주어진 과제 - 아래 목록에서 "tomatoes"라는 문자열이 들어 있는 줄을 모두 골라 한 줄도 빠짐없이 옮겨 적으세요. 대문자와 소문자는 구별합니다.

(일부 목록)
==*==

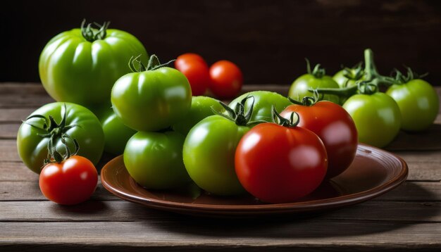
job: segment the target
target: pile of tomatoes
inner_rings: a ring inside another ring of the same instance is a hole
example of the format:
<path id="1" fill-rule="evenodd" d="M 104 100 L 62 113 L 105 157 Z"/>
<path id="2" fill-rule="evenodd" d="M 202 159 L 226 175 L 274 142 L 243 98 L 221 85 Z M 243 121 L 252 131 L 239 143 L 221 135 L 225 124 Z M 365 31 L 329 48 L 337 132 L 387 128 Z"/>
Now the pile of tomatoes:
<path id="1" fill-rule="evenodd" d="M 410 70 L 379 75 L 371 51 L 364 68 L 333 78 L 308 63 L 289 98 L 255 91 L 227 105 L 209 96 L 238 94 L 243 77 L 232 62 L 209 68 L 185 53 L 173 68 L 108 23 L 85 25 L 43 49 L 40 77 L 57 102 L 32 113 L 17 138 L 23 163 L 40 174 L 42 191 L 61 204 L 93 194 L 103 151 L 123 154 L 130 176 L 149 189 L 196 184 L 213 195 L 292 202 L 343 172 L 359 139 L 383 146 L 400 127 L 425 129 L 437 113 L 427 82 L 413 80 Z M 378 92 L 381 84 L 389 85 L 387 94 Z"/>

==*==

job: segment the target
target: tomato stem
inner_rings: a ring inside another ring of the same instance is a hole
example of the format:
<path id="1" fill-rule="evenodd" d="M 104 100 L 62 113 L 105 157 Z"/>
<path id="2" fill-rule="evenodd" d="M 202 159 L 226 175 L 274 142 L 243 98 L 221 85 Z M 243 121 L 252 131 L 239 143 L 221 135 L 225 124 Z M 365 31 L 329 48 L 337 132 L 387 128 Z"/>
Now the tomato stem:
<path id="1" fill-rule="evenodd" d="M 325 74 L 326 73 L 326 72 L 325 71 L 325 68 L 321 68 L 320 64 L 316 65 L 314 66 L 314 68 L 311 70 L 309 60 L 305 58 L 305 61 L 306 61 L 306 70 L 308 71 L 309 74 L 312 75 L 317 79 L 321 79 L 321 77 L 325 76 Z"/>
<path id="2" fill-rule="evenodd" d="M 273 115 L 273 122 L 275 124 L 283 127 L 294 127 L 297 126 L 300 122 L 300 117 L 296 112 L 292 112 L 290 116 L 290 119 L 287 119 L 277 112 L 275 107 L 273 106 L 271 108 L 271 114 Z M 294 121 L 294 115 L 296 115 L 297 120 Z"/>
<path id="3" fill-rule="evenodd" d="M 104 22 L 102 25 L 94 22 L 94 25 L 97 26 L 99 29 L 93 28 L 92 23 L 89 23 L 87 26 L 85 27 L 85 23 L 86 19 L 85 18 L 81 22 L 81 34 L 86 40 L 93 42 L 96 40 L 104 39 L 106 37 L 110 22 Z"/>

==*==

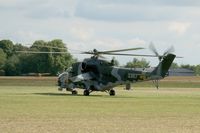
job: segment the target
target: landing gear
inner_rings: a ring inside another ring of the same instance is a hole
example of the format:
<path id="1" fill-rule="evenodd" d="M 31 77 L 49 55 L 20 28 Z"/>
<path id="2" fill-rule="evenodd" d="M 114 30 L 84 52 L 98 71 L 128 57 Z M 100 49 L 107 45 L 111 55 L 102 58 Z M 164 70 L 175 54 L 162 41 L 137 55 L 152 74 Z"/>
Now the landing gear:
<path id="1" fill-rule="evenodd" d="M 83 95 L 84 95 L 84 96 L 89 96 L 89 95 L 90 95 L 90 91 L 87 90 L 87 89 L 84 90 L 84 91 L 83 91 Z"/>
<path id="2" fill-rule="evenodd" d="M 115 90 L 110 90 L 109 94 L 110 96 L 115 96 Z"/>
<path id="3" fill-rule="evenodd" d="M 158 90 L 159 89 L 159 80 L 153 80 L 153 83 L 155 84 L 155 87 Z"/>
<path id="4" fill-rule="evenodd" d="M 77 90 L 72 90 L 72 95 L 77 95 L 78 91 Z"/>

==*==

올바른 결과 -
target: pile of tomatoes
Now the pile of tomatoes:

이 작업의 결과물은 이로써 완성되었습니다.